• [PROBLEM TO SOLVE]
Please copy the data from the line containing "Pick out the train windshield." through the line containing "(1074, 442)", keeping every line, and shift each answer coordinate by adding 17 to both of its numbers.

• [DATA EXCERPTS]
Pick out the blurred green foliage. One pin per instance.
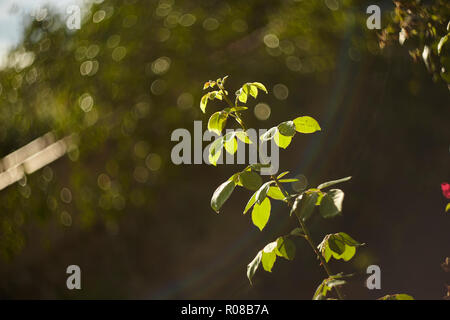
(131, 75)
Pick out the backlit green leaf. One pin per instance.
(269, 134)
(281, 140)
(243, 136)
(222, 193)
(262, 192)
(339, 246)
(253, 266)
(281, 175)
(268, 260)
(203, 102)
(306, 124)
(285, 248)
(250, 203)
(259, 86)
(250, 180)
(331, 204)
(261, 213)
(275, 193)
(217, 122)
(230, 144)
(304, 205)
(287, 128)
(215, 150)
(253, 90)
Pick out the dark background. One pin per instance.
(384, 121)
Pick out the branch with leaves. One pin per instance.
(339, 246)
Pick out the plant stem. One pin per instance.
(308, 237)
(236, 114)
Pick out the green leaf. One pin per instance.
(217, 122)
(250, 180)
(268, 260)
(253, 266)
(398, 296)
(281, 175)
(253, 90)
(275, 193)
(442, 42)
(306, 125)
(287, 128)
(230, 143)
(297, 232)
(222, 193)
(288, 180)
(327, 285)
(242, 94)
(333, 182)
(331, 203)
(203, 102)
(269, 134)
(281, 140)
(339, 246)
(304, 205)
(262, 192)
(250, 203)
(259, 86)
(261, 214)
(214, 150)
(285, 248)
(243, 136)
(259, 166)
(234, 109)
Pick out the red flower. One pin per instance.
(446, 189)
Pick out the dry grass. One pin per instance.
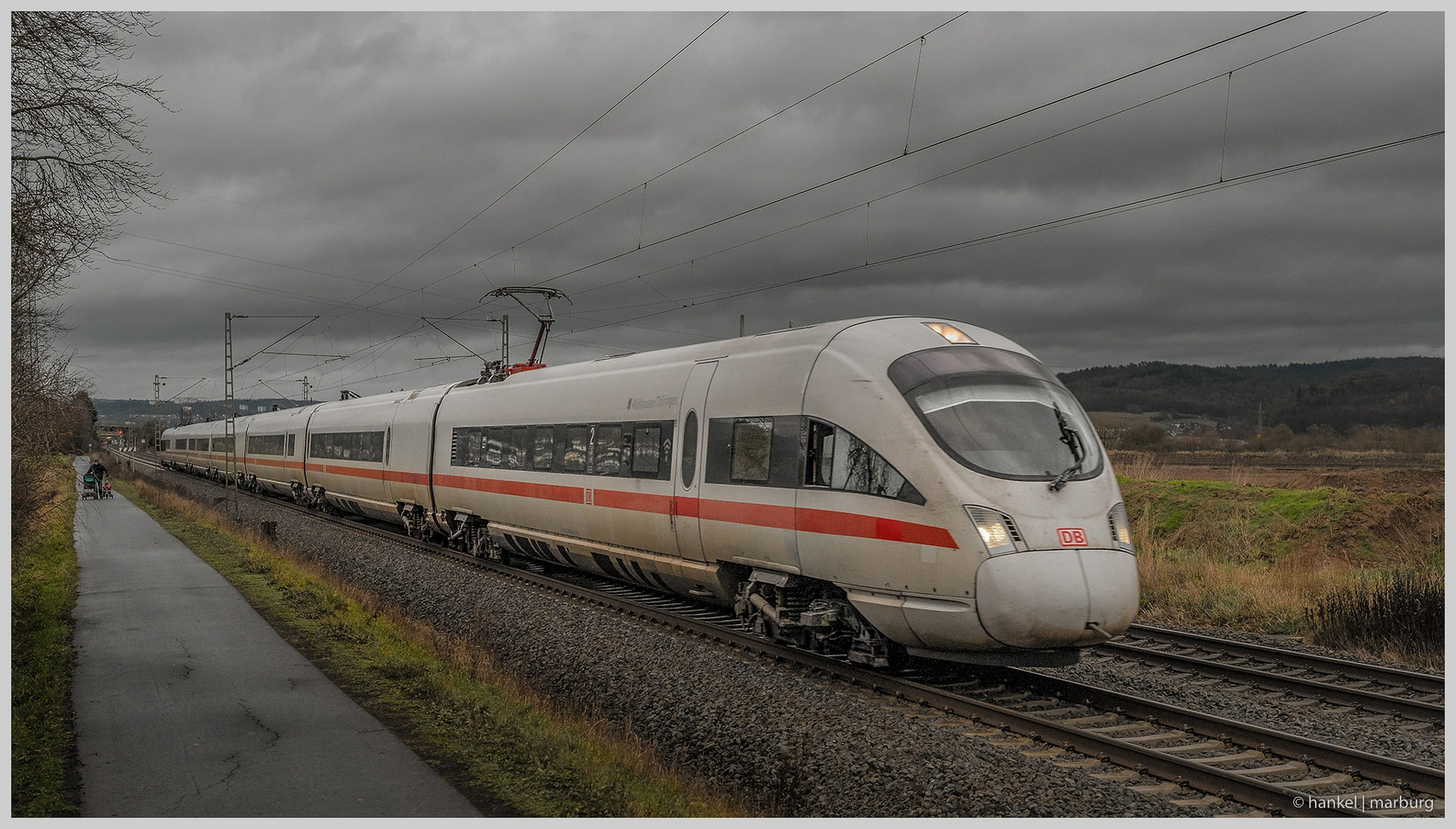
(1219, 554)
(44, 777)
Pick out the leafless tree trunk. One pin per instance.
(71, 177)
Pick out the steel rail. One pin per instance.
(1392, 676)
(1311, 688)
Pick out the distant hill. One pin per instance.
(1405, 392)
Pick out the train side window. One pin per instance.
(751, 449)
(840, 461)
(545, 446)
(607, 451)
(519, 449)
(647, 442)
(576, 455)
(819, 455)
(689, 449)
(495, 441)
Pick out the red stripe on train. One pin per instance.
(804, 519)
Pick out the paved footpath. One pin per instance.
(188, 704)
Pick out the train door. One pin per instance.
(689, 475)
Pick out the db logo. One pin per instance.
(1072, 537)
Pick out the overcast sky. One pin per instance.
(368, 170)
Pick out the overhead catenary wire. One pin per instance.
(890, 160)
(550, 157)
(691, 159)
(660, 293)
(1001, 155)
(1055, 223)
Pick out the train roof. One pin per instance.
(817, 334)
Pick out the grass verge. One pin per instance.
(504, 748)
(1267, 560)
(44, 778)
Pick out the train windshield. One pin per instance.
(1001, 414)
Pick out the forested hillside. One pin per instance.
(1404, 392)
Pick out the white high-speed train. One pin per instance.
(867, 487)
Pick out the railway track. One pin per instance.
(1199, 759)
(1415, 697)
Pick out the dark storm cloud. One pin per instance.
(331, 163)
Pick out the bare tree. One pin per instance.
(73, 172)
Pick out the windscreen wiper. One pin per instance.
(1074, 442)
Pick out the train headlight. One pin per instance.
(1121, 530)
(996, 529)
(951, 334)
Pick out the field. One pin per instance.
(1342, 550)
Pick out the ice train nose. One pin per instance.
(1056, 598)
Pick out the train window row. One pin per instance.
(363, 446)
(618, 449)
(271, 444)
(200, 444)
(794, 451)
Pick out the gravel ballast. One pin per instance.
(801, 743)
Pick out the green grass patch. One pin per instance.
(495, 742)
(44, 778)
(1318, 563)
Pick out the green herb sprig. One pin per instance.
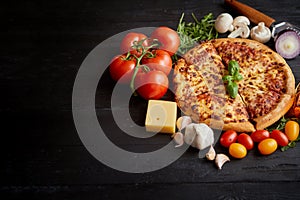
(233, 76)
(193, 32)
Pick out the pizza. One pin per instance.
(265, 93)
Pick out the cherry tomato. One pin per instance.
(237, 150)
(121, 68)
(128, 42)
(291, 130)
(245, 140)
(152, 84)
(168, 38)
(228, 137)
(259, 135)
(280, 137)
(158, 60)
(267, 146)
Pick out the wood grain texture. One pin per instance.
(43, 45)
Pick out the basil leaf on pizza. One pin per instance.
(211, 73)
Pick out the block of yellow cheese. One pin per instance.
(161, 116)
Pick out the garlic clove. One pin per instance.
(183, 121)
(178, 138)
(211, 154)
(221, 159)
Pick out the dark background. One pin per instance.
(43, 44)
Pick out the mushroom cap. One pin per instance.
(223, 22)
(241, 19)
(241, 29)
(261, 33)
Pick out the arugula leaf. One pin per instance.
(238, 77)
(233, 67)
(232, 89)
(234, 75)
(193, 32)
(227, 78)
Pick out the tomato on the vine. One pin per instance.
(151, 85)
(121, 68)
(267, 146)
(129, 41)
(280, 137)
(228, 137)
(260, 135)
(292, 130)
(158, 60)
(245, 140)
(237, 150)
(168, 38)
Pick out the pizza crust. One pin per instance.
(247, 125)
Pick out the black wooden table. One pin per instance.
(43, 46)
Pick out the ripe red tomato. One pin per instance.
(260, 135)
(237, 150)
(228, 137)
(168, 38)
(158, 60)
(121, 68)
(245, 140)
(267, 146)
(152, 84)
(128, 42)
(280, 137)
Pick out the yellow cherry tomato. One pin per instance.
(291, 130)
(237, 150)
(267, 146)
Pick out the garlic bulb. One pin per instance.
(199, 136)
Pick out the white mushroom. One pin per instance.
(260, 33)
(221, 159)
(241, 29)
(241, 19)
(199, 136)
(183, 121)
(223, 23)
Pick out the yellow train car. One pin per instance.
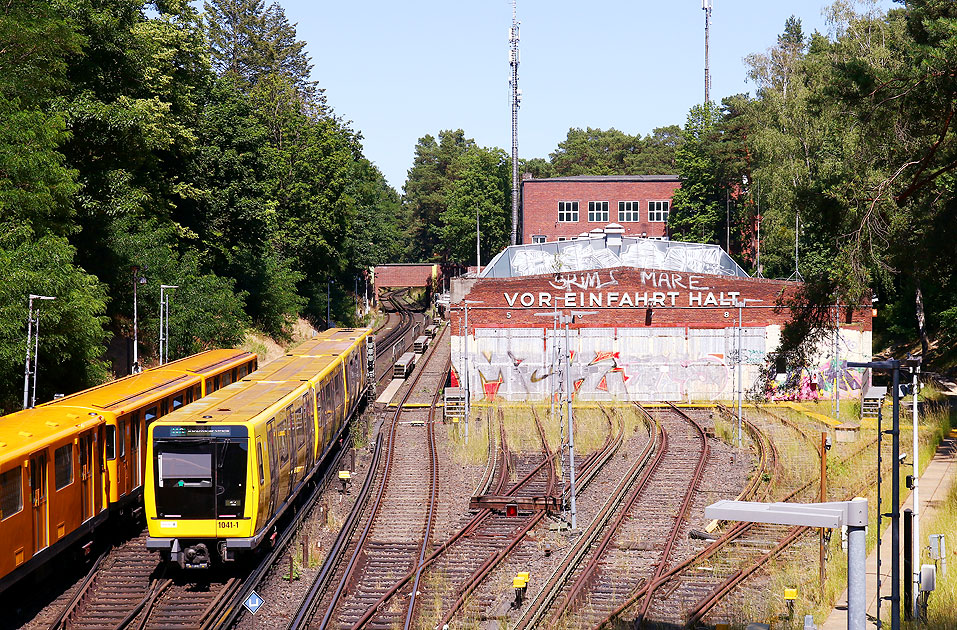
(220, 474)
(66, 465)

• [CORRECT ANSWER]
Pick out the train windshield. One pin per instance.
(1018, 431)
Pick out the forested hillside. One pin per instance.
(1421, 409)
Pick out the white high-speed train. One pin per instance.
(884, 504)
Pick out the railway track. One pin per instance.
(1216, 776)
(1432, 714)
Pick out the dark storm cloud. One pin per instance.
(348, 180)
Pick out the bare tree. One pin per instance.
(90, 189)
Pick out the windscreen wiper. One pin per instance.
(1091, 459)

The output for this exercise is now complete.